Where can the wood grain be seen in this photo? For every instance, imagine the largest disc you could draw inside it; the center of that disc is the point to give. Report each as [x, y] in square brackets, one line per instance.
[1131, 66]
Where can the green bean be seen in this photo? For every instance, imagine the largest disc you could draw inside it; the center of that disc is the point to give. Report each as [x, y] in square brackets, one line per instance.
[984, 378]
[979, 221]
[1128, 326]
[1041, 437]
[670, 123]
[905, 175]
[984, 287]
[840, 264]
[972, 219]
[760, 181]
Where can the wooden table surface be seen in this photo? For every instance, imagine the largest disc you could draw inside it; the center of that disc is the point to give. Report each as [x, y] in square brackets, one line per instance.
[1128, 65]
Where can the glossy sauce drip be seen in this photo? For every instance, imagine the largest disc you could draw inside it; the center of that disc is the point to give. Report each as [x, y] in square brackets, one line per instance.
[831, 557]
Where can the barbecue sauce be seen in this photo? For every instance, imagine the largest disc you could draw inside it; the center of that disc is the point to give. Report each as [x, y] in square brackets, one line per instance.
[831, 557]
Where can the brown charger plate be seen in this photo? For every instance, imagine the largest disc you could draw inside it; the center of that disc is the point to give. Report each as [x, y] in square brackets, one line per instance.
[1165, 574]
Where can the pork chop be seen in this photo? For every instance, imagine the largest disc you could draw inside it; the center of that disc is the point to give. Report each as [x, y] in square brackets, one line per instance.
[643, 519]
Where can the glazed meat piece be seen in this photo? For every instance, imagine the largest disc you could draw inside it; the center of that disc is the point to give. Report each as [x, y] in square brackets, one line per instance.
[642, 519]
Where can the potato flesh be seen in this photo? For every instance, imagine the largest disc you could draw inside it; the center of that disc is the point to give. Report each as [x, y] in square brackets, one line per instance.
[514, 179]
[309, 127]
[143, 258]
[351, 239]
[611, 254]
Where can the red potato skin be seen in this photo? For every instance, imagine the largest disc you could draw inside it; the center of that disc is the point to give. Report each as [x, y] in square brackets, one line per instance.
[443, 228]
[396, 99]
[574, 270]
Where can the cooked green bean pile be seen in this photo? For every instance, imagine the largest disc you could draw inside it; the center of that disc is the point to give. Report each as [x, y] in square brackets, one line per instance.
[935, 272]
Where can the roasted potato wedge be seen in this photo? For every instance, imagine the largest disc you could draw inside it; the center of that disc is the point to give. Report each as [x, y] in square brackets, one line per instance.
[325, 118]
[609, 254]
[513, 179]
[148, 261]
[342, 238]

++++++++++

## EXERCISE:
Rewrite all of the rows above, swapping every occurrence of "disc" for "circle" and leaving everything else as it is.

## TASK OUTPUT:
Where can the wood grain be seen in this photo? For every instance, imagine the largest circle you could draw inside it; the center of that circle is the point to give. Report each as [x, y] in square brackets, one line per instance.
[1131, 66]
Where can the green bean be seen in this photo? For every instance, imagine the largest circle you could draw inside it; the center of that circle is the point to give. Report each as [x, y] in square brackets, one line per instance.
[984, 378]
[979, 221]
[1128, 326]
[1041, 437]
[670, 123]
[905, 175]
[984, 287]
[840, 264]
[972, 219]
[760, 181]
Where can the wooden table surface be seen in this photo? For every instance, imagine the largest circle you could draw inside it; the center of that circle is the point to give. Report each as [x, y] in square brackets, one line per instance.
[1128, 65]
Where can the glossy sauce drip be seen in this photo? For every instance, imagine the largest circle you could draw inside it; the center of that circle is the point to give. Report each as [x, y] in square brackets, one line per instance.
[831, 557]
Where can the barbecue sauce be seen in this photo? For every instance, imagine the largest circle you could draw inside it; the center of that circle is the point to give. Report each as [x, y] in square brackets, one line per instance.
[831, 557]
Where can the brown charger plate be seen in this photo? For every instance, imagine the largest circle you could draw inside it; the center of that circle is the point to give. Report each as [x, y] in square brackets, one line per instance.
[1165, 574]
Where can the pork chop be seen in this photo? For every instance, imagine the largest circle you could draw inside it; the center of that circle is the point to give. Report each as [x, y] in square brackets, one line per instance.
[643, 519]
Where can the glazed meat piece be seen in this photo? For every instance, imagine the largest circle you could draw inside it; the center of that circle is the point to give. Report each as [x, y] in square brackets, one line per instance.
[642, 519]
Where can the potato flesh be seen in this photo? For every instance, imagine the largest circle you could draw inside it; the center of that circle is the point to give. Report each as [x, y] in square brackets, one line per instance.
[514, 179]
[309, 127]
[143, 258]
[351, 239]
[611, 254]
Where can the red potato skin be seen in this photo? For every instance, imagine the largest circle you could draw inside it; the center of that circle is the point to give. Report each as [x, y] in square brackets, one line per instance.
[443, 228]
[396, 99]
[574, 270]
Where can the cooked green bean pile be seen in this photo? For every instance, imagine the largest circle you could draw inside it; the center of that circle is the point to give. Report each as [x, y] in square brackets, one line per instance.
[935, 272]
Where can the roasted potato wedge be seen in this photo? For every instance, imagine the largest circle you could draw inside it; the center of that circle is the point to give. Report each as [x, y] in square brackets, one line per instance.
[325, 118]
[609, 254]
[513, 179]
[148, 261]
[342, 238]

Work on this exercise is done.